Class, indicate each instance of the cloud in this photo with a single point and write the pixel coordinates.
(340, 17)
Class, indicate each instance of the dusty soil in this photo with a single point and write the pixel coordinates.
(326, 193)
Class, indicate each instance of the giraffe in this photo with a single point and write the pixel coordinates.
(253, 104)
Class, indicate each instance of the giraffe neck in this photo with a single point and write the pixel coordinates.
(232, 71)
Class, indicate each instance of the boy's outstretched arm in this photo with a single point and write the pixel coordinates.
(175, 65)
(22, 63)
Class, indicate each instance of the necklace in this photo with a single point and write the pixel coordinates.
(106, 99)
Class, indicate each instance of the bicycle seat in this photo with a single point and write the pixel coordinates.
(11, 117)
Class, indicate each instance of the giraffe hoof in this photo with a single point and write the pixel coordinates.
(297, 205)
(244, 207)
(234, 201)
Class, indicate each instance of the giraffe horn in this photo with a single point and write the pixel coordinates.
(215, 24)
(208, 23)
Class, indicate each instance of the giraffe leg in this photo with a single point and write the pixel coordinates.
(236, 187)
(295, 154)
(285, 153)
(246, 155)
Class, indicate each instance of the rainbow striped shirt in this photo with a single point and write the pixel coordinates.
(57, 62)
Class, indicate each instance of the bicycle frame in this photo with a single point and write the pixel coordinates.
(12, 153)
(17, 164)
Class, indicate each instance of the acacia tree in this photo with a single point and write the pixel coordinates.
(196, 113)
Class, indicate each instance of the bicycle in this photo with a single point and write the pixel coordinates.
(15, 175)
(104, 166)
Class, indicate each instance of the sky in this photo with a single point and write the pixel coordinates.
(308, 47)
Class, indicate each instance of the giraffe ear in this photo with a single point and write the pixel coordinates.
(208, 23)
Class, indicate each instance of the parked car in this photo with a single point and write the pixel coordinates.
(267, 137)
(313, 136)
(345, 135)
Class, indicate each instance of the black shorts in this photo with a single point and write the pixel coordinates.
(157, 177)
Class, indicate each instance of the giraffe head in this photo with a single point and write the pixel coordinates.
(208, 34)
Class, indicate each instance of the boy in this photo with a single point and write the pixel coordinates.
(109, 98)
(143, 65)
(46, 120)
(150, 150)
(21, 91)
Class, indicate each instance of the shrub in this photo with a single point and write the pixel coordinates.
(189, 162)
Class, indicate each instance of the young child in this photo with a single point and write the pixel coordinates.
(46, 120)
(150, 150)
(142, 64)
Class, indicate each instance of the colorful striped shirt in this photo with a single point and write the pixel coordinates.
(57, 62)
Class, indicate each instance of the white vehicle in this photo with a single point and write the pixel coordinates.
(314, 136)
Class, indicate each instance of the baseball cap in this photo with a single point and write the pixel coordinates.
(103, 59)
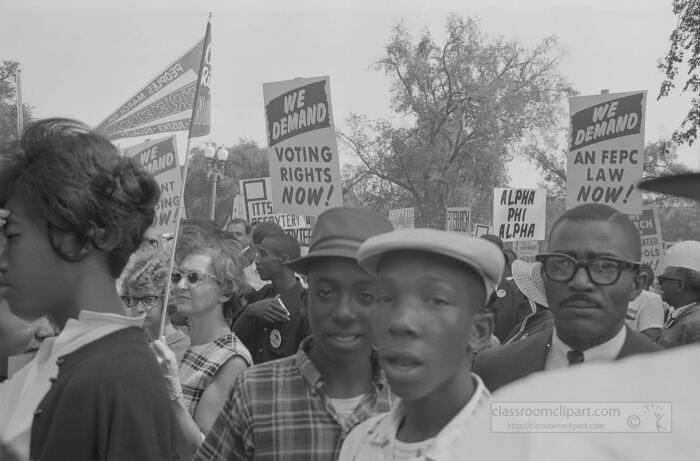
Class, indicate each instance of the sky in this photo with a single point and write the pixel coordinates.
(83, 59)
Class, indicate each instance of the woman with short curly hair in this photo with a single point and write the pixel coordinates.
(143, 286)
(207, 282)
(75, 210)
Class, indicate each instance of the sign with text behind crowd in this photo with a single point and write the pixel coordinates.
(303, 152)
(481, 229)
(606, 150)
(258, 206)
(649, 227)
(519, 214)
(459, 220)
(163, 105)
(159, 157)
(526, 250)
(402, 218)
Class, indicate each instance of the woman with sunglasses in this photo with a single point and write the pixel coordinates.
(143, 292)
(208, 282)
(75, 210)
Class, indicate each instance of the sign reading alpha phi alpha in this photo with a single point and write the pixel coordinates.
(519, 214)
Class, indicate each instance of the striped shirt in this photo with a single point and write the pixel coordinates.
(279, 411)
(201, 363)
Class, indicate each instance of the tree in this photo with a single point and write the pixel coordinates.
(8, 102)
(685, 38)
(246, 160)
(463, 104)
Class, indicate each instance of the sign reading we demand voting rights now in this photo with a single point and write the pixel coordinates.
(304, 166)
(606, 150)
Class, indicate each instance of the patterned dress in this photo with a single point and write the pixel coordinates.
(201, 363)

---+---

▸ AIM:
Every line from the one containing "Class, indicate each instance of the woman with short" through the last line of the entries must be written out verbatim, and no other line.

▸ ANSWER TO THE EXERCISE:
Class, indicate each instance of the woman with short curly hair in this photo with a single point and write the pixel coordinates.
(143, 286)
(207, 282)
(75, 210)
Class, indicate each instance of the sign with text behind crowd in this photo with a single point and write the pixel coordinates.
(303, 152)
(481, 229)
(606, 150)
(258, 206)
(649, 227)
(519, 214)
(459, 220)
(163, 105)
(159, 157)
(526, 250)
(402, 218)
Class, indicate each instance of the woman with sunglasses in this photo with a single point and write the pixel coordinates.
(143, 292)
(208, 282)
(75, 210)
Class, indicate each instance of the sign reading alpha phi alpha in this photo with a single point and write the pixel coordinates.
(519, 214)
Class, indicate each instance of the striped shirt in this photo with a single point and write the pixel coordinates.
(279, 411)
(201, 363)
Class, indicate each instance of the tree in this photo with a single point and write the pixel coordinates.
(8, 102)
(685, 38)
(246, 160)
(463, 104)
Class, indicate each instance of the sign reading we demand voting rights now in this photo with a single point and write the pixel coordinates.
(304, 166)
(606, 150)
Class, indicate each instance of the patterned dress in this photo with a single point and write the pixel coordinates.
(201, 363)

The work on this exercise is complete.